- Requirement
Transcribe the listing that follows in full, omitting pictures.

* BEGIN Source material *

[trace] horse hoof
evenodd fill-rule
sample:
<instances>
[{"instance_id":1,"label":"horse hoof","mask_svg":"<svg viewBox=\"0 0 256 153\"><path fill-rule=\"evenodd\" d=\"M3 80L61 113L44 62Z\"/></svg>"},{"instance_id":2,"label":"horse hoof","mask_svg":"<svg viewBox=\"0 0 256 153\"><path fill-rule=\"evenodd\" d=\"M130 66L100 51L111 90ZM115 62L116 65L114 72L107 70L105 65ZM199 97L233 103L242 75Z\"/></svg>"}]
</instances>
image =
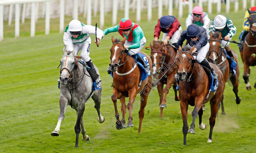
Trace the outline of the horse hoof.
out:
<instances>
[{"instance_id":1,"label":"horse hoof","mask_svg":"<svg viewBox=\"0 0 256 153\"><path fill-rule=\"evenodd\" d=\"M236 104L239 104L241 102L241 100L242 100L242 98L238 97L238 99L236 98Z\"/></svg>"},{"instance_id":2,"label":"horse hoof","mask_svg":"<svg viewBox=\"0 0 256 153\"><path fill-rule=\"evenodd\" d=\"M102 118L103 118L103 119L102 119ZM97 118L97 119L98 120L98 121L99 122L99 123L102 123L105 121L105 118L104 118L103 116L101 117L101 121L100 121L99 118L98 117L98 118Z\"/></svg>"},{"instance_id":3,"label":"horse hoof","mask_svg":"<svg viewBox=\"0 0 256 153\"><path fill-rule=\"evenodd\" d=\"M199 127L199 128L200 129L202 130L203 130L206 128L206 127L207 127L207 126L206 125L206 124L203 124L202 123L201 123L201 124L200 124L198 125L198 127ZM195 130L194 130L194 131Z\"/></svg>"},{"instance_id":4,"label":"horse hoof","mask_svg":"<svg viewBox=\"0 0 256 153\"><path fill-rule=\"evenodd\" d=\"M53 137L58 137L59 135L59 132L58 131L54 130L52 132L52 133L51 134L51 135Z\"/></svg>"},{"instance_id":5,"label":"horse hoof","mask_svg":"<svg viewBox=\"0 0 256 153\"><path fill-rule=\"evenodd\" d=\"M87 135L86 135L86 138L84 138L83 136L82 137L82 140L83 141L89 141L90 139L90 138L89 138L89 136Z\"/></svg>"},{"instance_id":6,"label":"horse hoof","mask_svg":"<svg viewBox=\"0 0 256 153\"><path fill-rule=\"evenodd\" d=\"M127 127L133 127L134 126L132 122L130 121L128 121L128 123L127 123Z\"/></svg>"},{"instance_id":7,"label":"horse hoof","mask_svg":"<svg viewBox=\"0 0 256 153\"><path fill-rule=\"evenodd\" d=\"M119 122L116 122L116 129L117 130L121 130L123 128L122 124Z\"/></svg>"},{"instance_id":8,"label":"horse hoof","mask_svg":"<svg viewBox=\"0 0 256 153\"><path fill-rule=\"evenodd\" d=\"M251 90L251 86L250 86L248 87L246 87L246 90Z\"/></svg>"},{"instance_id":9,"label":"horse hoof","mask_svg":"<svg viewBox=\"0 0 256 153\"><path fill-rule=\"evenodd\" d=\"M195 129L193 129L190 128L188 130L187 133L193 133L193 134L195 134L196 133L195 131Z\"/></svg>"},{"instance_id":10,"label":"horse hoof","mask_svg":"<svg viewBox=\"0 0 256 153\"><path fill-rule=\"evenodd\" d=\"M166 104L162 104L160 106L159 106L159 107L160 108L167 108L167 107L166 106Z\"/></svg>"}]
</instances>

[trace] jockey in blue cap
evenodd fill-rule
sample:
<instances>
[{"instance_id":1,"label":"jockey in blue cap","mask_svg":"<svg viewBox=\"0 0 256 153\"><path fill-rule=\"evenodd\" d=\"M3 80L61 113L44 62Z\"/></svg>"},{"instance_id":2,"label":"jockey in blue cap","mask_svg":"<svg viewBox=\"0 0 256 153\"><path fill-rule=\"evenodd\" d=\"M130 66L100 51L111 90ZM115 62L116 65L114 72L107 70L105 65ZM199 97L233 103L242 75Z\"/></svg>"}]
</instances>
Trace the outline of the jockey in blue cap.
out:
<instances>
[{"instance_id":1,"label":"jockey in blue cap","mask_svg":"<svg viewBox=\"0 0 256 153\"><path fill-rule=\"evenodd\" d=\"M194 58L196 59L200 64L211 70L215 80L214 82L216 83L218 75L205 59L210 47L208 38L208 34L204 28L195 24L191 24L187 27L187 30L182 32L177 42L177 49L178 49L180 46L182 46L183 42L187 39L189 47L192 47L194 46L195 47L192 53L196 52L197 53L197 56L194 56Z\"/></svg>"}]
</instances>

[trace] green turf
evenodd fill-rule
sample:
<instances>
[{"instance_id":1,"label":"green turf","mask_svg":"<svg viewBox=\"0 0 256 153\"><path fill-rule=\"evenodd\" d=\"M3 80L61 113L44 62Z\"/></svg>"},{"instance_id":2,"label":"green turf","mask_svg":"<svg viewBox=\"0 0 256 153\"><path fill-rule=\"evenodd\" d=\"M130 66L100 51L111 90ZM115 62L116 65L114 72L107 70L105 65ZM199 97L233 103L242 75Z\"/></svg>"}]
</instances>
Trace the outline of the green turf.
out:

* END Source material *

- Final answer
[trace] horse hoof
evenodd fill-rule
sample:
<instances>
[{"instance_id":1,"label":"horse hoof","mask_svg":"<svg viewBox=\"0 0 256 153\"><path fill-rule=\"evenodd\" d=\"M3 80L61 113L44 62Z\"/></svg>"},{"instance_id":2,"label":"horse hoof","mask_svg":"<svg viewBox=\"0 0 256 153\"><path fill-rule=\"evenodd\" d=\"M130 66L100 51L111 90ZM115 62L116 65L114 72L107 70L105 65ZM199 97L233 103L242 75Z\"/></svg>"}]
</instances>
image =
Trace the outline of the horse hoof.
out:
<instances>
[{"instance_id":1,"label":"horse hoof","mask_svg":"<svg viewBox=\"0 0 256 153\"><path fill-rule=\"evenodd\" d=\"M236 104L239 104L241 102L241 100L242 100L242 98L238 97L238 99L236 98Z\"/></svg>"},{"instance_id":2,"label":"horse hoof","mask_svg":"<svg viewBox=\"0 0 256 153\"><path fill-rule=\"evenodd\" d=\"M102 118L103 118L103 119L102 119ZM97 118L97 119L98 120L98 121L99 122L99 123L102 123L105 121L105 118L104 118L103 116L101 117L101 121L100 121L99 118L98 117L98 118Z\"/></svg>"},{"instance_id":3,"label":"horse hoof","mask_svg":"<svg viewBox=\"0 0 256 153\"><path fill-rule=\"evenodd\" d=\"M199 127L199 128L200 129L202 130L203 130L206 128L206 127L207 127L207 126L206 125L206 124L203 124L202 123L201 123L201 124L200 124L198 125L198 127ZM195 130L194 130L194 131Z\"/></svg>"},{"instance_id":4,"label":"horse hoof","mask_svg":"<svg viewBox=\"0 0 256 153\"><path fill-rule=\"evenodd\" d=\"M53 137L58 137L59 135L59 132L58 131L54 130L52 132L52 133L51 134L51 135Z\"/></svg>"},{"instance_id":5,"label":"horse hoof","mask_svg":"<svg viewBox=\"0 0 256 153\"><path fill-rule=\"evenodd\" d=\"M87 135L86 135L86 138L84 138L83 136L82 137L82 140L83 141L89 141L90 139L90 138L89 138L89 136Z\"/></svg>"},{"instance_id":6,"label":"horse hoof","mask_svg":"<svg viewBox=\"0 0 256 153\"><path fill-rule=\"evenodd\" d=\"M127 127L133 127L134 126L132 122L130 121L128 121L128 123L127 123Z\"/></svg>"},{"instance_id":7,"label":"horse hoof","mask_svg":"<svg viewBox=\"0 0 256 153\"><path fill-rule=\"evenodd\" d=\"M119 122L116 122L116 129L117 130L121 130L123 128L122 124Z\"/></svg>"},{"instance_id":8,"label":"horse hoof","mask_svg":"<svg viewBox=\"0 0 256 153\"><path fill-rule=\"evenodd\" d=\"M251 90L251 86L250 86L248 87L246 87L246 90Z\"/></svg>"},{"instance_id":9,"label":"horse hoof","mask_svg":"<svg viewBox=\"0 0 256 153\"><path fill-rule=\"evenodd\" d=\"M195 129L193 129L190 128L188 130L187 133L193 133L193 134L195 134L196 133L195 131Z\"/></svg>"},{"instance_id":10,"label":"horse hoof","mask_svg":"<svg viewBox=\"0 0 256 153\"><path fill-rule=\"evenodd\" d=\"M166 104L162 104L160 106L159 106L159 107L160 108L167 108L167 107L166 106Z\"/></svg>"}]
</instances>

[trace] jockey in blue cap
evenodd fill-rule
sample:
<instances>
[{"instance_id":1,"label":"jockey in blue cap","mask_svg":"<svg viewBox=\"0 0 256 153\"><path fill-rule=\"evenodd\" d=\"M3 80L61 113L44 62Z\"/></svg>"},{"instance_id":2,"label":"jockey in blue cap","mask_svg":"<svg viewBox=\"0 0 256 153\"><path fill-rule=\"evenodd\" d=\"M130 66L100 51L111 90ZM115 62L116 65L114 72L107 70L105 65ZM199 97L233 103L242 75Z\"/></svg>"}]
</instances>
Trace the outline of the jockey in blue cap.
out:
<instances>
[{"instance_id":1,"label":"jockey in blue cap","mask_svg":"<svg viewBox=\"0 0 256 153\"><path fill-rule=\"evenodd\" d=\"M194 58L196 59L200 64L211 70L215 80L214 82L216 83L218 75L205 59L210 47L208 38L208 34L204 28L195 24L191 24L187 27L187 30L182 32L177 42L177 49L178 49L180 46L182 46L183 42L187 39L189 47L192 47L194 46L195 47L192 53L196 52L197 53L197 56L194 56Z\"/></svg>"}]
</instances>

[trace] green turf
evenodd fill-rule
sample:
<instances>
[{"instance_id":1,"label":"green turf","mask_svg":"<svg viewBox=\"0 0 256 153\"><path fill-rule=\"evenodd\" d=\"M3 80L61 113L44 62Z\"/></svg>"},{"instance_id":2,"label":"green turf","mask_svg":"<svg viewBox=\"0 0 256 153\"><path fill-rule=\"evenodd\" d=\"M130 66L100 51L111 90ZM115 62L116 65L114 72L107 70L105 65ZM199 97L233 103L242 75Z\"/></svg>"}]
</instances>
Trace the outline of the green turf.
out:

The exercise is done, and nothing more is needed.